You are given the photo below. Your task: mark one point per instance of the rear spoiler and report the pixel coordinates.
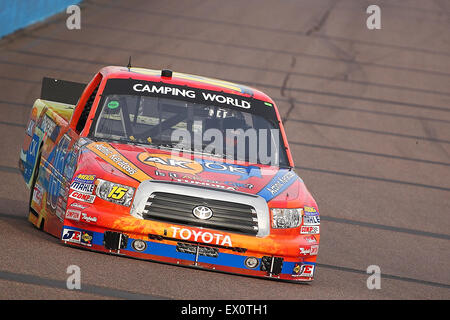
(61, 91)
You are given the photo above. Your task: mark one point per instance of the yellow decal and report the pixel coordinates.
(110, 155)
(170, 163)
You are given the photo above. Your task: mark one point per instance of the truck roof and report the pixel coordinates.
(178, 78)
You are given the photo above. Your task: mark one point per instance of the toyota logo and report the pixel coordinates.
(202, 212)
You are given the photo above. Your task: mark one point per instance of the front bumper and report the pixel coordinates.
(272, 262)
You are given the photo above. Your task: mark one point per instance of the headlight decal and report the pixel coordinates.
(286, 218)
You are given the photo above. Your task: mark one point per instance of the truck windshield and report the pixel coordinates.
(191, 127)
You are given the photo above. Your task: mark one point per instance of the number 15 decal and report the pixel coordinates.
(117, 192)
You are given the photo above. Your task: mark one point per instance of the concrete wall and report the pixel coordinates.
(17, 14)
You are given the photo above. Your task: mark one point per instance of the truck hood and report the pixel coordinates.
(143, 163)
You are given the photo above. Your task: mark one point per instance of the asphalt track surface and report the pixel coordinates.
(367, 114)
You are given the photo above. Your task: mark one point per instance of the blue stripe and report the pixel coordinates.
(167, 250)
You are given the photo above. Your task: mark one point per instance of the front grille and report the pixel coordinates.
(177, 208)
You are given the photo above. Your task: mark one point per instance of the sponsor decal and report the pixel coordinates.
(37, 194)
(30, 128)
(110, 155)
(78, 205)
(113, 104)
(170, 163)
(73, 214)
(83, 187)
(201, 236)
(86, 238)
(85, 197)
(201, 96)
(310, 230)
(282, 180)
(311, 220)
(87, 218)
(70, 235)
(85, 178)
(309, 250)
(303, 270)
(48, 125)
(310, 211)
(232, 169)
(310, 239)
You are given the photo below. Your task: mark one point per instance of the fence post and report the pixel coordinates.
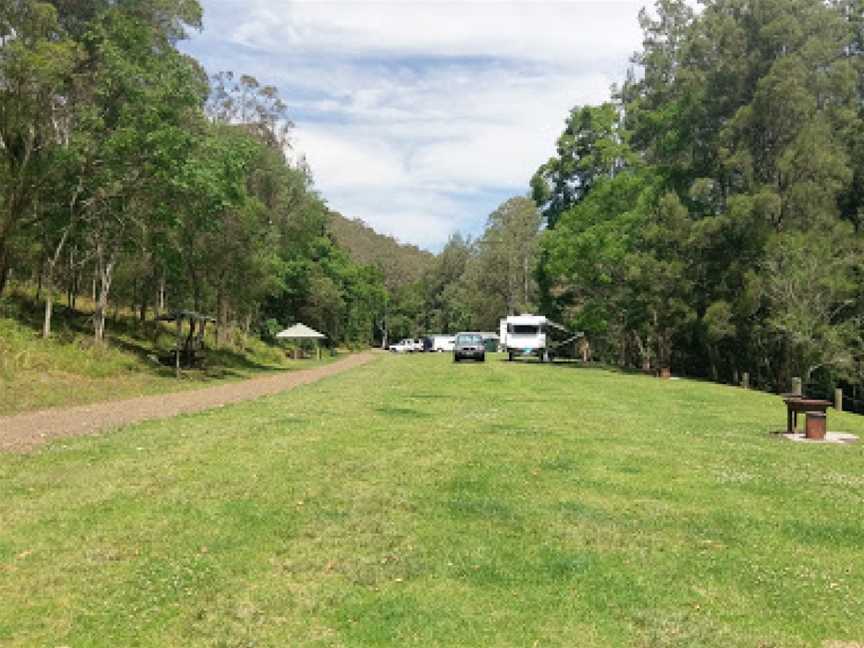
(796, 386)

------------------------------------------------

**OBJECTIVE**
Arrange everything from the line containing "surface and report the pixel coordinates." down to the end of the material, that line included, as a two-column CSV headed input and output, with one row for each text and its answer, each in a single quoted field with line breaks turned into spaces. Leave the pictures out.

**COMPLETED TASK**
input,output
"You are given the photo above. Your task: mark one point per instance of the asphalt track surface and report the pixel coordinates.","(367, 114)"
"You are given the photo above. Your task: mark one point per instance of the blue stripe and report the pixel coordinates.","(167, 250)"
"You are given the photo above. Your task: mark one point per instance of the front grille and report the pixel coordinates.","(177, 208)"
"You are given the photo above. Your task: mark one point per instance of the sponsor decal and report the pixel coordinates.","(37, 194) (30, 128) (110, 155) (78, 205) (113, 104) (170, 163) (73, 214) (83, 187) (201, 236) (86, 238) (85, 197) (201, 96) (310, 230) (282, 180) (311, 220) (87, 218) (70, 235) (85, 178) (309, 250) (303, 270) (48, 125) (310, 211) (232, 169) (310, 239)"
"You are given the photo below. Your task: mark one point per instance of the fence post and report the pixel coordinates.","(796, 386)"